=== Excerpted text ===
--- BEGIN ---

Experimental Test of Artificial Potential Field-Based Automobiles Automated Perpendicular Parking
Automobiles automated perpendicular parking using Artificial Potential Field (APF) is discussed in this paper. The Unmanned Ground Vehicle (UGV) used for carrying out experiments is introduced first; UGV configuration, kinematics, and motion controller are included. Based on discretized form of the parking space, the APF is generated. Holonomic path for the vehicle parking is found first; path modification to satisfy minimum turning-radius constraint is performed based on Reeds-Shepp curve connections. Optimization efforts are included to remove extra maneuvers and to reduce length of the path. Afterwards waypoints are generated as reference for the vehicle to track. Perpendicular parking tests with several different start configurations are demonstrated; based on the test results the automated parking framework proposed in this paper is considered to be effective.
Recent decades have witnessed increasing of automobiles usage in human lives. Due to parking spaces constraints, it could be a challenge for human drivers to squeeze a car into the congested parking layouts. With the development of informant and intelligent systems on automobiles, an Automated Parking System (APS) could be an alternative to relieve this challenging task.
In industrial field many automobile manufactures claimed the APS has been successfully implemented on their products; some test videos have been released (which readers may find easily from open Internet source); the technique details, however, never run into open and further tests are not disclosed.
In academic area the APS research starts earlier. Though many of the works focused on multiple vehicles management in garage turned out to be effective [1–4], the work described in this paper is more concerned with path planning and navigation/control of single vehicle. Some works using empiricism-based methods have been proposed [5–8], and the claimed results from these works seem to be success. Objective of this paper, however, is to develop a framework which could be verified and retuned for multiple scenarios (vehicles); a more valid choice is to build up some real physics/geometrics-based algorithms, especially since transferability of the empiricism-based techniques is doubtful.
For the real physics/geometrics-based techniques that have been proposed for automated parking, path planning is the core part and has been addressed in some of the work using “elementary maneuvers”; that is, several segments of the automobiles movement are proposed first, and a final concatenate function is performed to link the final path [9–12]. This method depends heavily (and perhaps fully) on geometrics; all of the computational work needs to be done in real-time. But there does not exist a universal standard for the subdivision of movement segments, and it could be difficult to do this work on the field (online).
What the authors have adopted in this report is the geometric-to-feasible approach, and Artificial Potential Field (APF) is used. Specifically, the path planning consists of two steps: (a) plan a geometrical collision-free path and (b) modify the path to satisfy constraints. While the second step could be accomplished using geometrical approaches, the APF used in the first step is generated off-line, which also serves as a standard/rule for connecting the geometrical collision-free path. Compared with the elementary-maneuver method, this line of path planning framework is considered to be more applicable.
This paper is organized as follows. The model vehicle is introduced in Section 2, and APF is briefly discussed in Section 3. Genera framework for the APF-based parking is illustrated in Section 4, and experimental test results are shown in Section 5. In Section 6 a general conclusion of this paper is delivered; some topics that warrant author’s future attention are also listed.

--- END ---

=== Stored rows ===
--- BEGIN ---

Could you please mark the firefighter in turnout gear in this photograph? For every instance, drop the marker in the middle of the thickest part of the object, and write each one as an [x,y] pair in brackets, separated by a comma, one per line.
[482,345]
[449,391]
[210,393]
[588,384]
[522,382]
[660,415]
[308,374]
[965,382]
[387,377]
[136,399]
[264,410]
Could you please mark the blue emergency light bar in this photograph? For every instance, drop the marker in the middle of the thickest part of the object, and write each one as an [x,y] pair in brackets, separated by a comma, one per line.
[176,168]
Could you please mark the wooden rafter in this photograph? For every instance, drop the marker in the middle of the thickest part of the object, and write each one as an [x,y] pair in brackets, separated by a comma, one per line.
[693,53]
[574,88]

--- END ---

=== Problem ===
Write out the part of the automated parking paper above from "This paper is organized" to "are also listed.", with no changes.

=== Reply to the exercise ===
This paper is organized as follows. The model vehicle is introduced in Section 2, and APF is briefly discussed in Section 3. Genera framework for the APF-based parking is illustrated in Section 4, and experimental test results are shown in Section 5. In Section 6 a general conclusion of this paper is delivered; some topics that warrant author’s future attention are also listed.